* [Required work]:
[1] Rewrite the paragraph beginning "Now the agent reads the table" from the passage on delegating decisions to an agent as a short bulleted list that keeps its main facts.
[2] From the passage on delegating decisions to an agent, print the section that opens with the words containing "Supplier playbooks" and closes with "did, by doing.".

*** Exercise passage ***

Early on, it asked me every time. After the second quarter of the same questions, the agent suggested we lock the recurring decisions down. We worked through the edge cases together, and it wrote the table:
| Item | Decision |
|---|---|
| Vehicle costs | Calculate based on logbook |
| Amazon | Books only, 100% professional |
| Broadband | 90% deductible |
| Home office share | 10% |
Now the agent reads the table and applies the rules. No “are you sure?” loops. I made the calls. The agent wrote them down, and keeps the table maintained. When a new edge case surfaces, we resolve it and it adds a row, locked down so it never comes up again.
This is a pattern I have not often seen articulated in any AI tooling. It is somewhere between a config file and a policy engine, but it is neither. It is just a markdown table that a human can read and an agent can follow. Durable delegation in prose.
Supplier playbooks
I have a file that documents how to download invoices and statements from nineteen different suppliers. I did not write it. The agent did, by doing.

*** End of Exercise passage ***
*** Data supplied ***

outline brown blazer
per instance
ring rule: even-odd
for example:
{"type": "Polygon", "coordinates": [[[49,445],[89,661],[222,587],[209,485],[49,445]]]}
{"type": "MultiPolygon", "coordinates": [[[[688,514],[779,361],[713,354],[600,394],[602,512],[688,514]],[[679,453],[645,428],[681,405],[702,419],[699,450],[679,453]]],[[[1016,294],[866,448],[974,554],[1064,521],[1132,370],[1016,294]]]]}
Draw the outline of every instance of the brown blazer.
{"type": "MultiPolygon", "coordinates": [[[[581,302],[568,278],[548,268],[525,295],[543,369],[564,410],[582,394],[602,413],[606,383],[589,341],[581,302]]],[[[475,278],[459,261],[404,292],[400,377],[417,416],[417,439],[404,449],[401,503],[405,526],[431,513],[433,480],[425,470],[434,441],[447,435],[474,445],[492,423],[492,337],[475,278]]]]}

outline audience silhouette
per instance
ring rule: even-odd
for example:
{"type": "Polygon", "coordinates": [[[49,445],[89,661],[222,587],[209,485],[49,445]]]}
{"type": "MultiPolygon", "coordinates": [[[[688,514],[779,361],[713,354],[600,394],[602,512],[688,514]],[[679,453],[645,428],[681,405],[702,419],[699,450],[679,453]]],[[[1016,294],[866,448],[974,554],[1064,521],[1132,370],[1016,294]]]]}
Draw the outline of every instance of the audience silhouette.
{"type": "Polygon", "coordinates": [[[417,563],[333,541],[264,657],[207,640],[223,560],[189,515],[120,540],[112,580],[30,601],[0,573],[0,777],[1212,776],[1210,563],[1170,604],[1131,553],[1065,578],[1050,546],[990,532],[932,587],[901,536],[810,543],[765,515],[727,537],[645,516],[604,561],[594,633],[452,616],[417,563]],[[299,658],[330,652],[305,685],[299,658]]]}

*** End of Data supplied ***

* [Outputs in order]:
[1]
- The agent reads the table and applies its rules, with no repeated "are you sure?" questions.
- The author made the decisions; the agent recorded them and maintains the table.
- Each new edge case is resolved together and added as a row, so it never comes up again.

[2]
Supplier playbooks
I have a file that documents how to download invoices and statements from nineteen different suppliers. I did not write it. The agent did, by doing.